__Text__.
%%
CRST survey highlights

Training firm Clinical Research Site Training (CRST) has released the findings of a survey into the impact of increasingly complex clinical trials.

Conducted in December, 2010, the study focused on three-year trends and canvassed the opinion of more than 500 clinical research site investigators and coordinators from large organisations such as Johns Hopkins University, in Baltimore, US, and the not-for-profit medical group, Mayo Clinic. Researchers also spoke to a number of hospitals, as well as multi-speciality and private practices.

According to CRST’s findings, “key challenges” exist in areas such as subject recruitment and retention, and the tracking and reporting of data. However, the company say problems at trial sites are not confined to patient and data management.

More training

The survey found that 66 per cent of large organisations had reported and increase in the number of trials they were being asked to conduct. A further 60 per cent said they had difficulty in managing trial profitability, whilst 40 per cent claimed it had become more difficult to recruit and retain trial subjects.

Perhaps most surprising, however, is the feedback CRST received about training.

Though 50 per cent of those surveyed claimed to have experienced an increase in training provision, lack of training “remains a major issue,” with a staggering 80 per cent of nurses requesting more training in quality assurance, and more than 60 per cent claiming to need more training in the finer points of FDA auditing.

Low web awareness

In addition to training needs, the survey sought to explore the way clinical trial sites use the web for work information. Again, the results were surprising.
%%
__Dataset entries__.
%%
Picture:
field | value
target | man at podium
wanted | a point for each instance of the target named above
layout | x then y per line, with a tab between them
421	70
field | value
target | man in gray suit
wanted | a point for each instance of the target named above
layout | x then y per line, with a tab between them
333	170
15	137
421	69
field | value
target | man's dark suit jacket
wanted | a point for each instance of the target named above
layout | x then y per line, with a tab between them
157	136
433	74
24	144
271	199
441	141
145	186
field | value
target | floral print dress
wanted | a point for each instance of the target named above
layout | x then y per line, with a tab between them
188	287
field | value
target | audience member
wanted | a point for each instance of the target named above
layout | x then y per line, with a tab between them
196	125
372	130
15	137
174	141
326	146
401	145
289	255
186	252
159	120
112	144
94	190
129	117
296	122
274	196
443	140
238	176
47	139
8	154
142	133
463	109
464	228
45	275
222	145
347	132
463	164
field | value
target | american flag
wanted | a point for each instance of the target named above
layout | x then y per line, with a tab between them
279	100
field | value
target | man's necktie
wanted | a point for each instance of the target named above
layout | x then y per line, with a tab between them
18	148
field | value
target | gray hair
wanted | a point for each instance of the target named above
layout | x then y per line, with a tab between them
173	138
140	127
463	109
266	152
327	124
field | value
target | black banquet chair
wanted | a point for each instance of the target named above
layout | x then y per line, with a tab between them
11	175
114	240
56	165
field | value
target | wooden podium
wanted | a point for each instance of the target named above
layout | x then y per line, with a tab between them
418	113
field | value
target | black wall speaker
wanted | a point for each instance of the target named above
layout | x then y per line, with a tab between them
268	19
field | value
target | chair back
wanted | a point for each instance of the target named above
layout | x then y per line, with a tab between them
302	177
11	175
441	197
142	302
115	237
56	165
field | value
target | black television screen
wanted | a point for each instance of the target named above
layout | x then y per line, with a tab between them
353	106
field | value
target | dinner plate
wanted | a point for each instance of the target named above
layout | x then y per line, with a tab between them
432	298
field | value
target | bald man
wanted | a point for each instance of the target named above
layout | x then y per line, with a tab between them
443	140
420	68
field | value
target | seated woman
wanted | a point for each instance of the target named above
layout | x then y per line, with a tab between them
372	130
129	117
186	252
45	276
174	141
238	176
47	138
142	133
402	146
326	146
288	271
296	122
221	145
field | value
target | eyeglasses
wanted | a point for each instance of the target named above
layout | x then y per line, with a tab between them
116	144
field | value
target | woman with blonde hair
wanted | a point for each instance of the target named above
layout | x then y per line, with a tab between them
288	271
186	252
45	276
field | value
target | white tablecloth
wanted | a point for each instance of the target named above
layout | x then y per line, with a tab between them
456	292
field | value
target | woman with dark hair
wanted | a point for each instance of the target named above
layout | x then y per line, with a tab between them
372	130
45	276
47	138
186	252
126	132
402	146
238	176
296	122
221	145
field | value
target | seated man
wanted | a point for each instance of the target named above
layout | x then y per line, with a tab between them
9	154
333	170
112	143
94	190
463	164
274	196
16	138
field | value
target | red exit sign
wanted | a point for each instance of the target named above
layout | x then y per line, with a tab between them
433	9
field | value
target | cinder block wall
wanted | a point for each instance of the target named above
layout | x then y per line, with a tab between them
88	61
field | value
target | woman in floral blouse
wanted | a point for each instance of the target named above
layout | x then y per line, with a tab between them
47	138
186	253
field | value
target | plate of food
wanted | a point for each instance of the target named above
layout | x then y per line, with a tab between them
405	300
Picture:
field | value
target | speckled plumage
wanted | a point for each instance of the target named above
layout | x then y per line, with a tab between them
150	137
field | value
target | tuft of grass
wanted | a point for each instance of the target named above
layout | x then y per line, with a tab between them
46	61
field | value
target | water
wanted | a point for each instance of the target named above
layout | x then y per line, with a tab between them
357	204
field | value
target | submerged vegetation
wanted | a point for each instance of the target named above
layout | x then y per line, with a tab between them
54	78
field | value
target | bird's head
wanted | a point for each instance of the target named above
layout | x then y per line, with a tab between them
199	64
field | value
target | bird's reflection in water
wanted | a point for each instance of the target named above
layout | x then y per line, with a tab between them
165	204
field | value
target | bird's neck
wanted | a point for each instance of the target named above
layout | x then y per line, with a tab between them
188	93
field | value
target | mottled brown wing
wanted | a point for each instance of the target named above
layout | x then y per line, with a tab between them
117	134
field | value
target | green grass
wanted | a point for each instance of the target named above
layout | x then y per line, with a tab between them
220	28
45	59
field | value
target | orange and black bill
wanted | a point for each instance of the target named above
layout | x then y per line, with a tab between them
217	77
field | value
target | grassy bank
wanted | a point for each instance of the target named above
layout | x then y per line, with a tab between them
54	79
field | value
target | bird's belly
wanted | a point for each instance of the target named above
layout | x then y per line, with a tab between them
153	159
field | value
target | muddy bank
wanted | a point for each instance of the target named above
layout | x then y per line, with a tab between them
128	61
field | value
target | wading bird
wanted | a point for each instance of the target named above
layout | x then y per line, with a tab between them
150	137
%%
__Parts of the exercise__.
a. Which part of the CRST survey article runs from "According to CRST’s" up to and including "retain trial subjects."? Extract it word for word.
b. How does the CRST survey article go on after its last sentence? Write the next part of it.

__Per-task answers__.
a.
According to CRST’s findings, “key challenges” exist in areas such as subject recruitment and retention, and the tracking and reporting of data. However, the company say problems at trial sites are not confined to patient and data management.

More training

The survey found that 66 per cent of large organisations had reported and increase in the number of trials they were being asked to conduct. A further 60 per cent said they had difficulty in managing trial profitability, whilst 40 per cent claimed it had become more difficult to recruit and retain trial subjects.

b.
According to CRST, and in spite of increased specialised web content about the “clinical site world,” web awareness and usage were both relatively low.

The survey found the primary information tool to be popular internet search engines such as Google, with on average less than 40 per cent of nurses, and 20 per cent of doctors making use of major specialised sites.

Only two sites, the National Institute of Health’s web portal and the Clinical Trial Network, boasted more than 50 per cent awareness amongst all site professionals.


In response to survey, Lester Levine, president of CRST said: “Our findings suggest clinical research sites should increase training on financial management, site quality assurance, subject recruitment and retention, and FDA inspections.

Levine also noted that many trial sites fail to manage “the convergence of increased and more complex trials,” and would benefit from recruiting new staff whilst retaining those with experience.

He also suggested companies should more actively seek to pool resources by “reaching out on the web for new and improved ways of working, from both formal information sites and clinical research site communities.”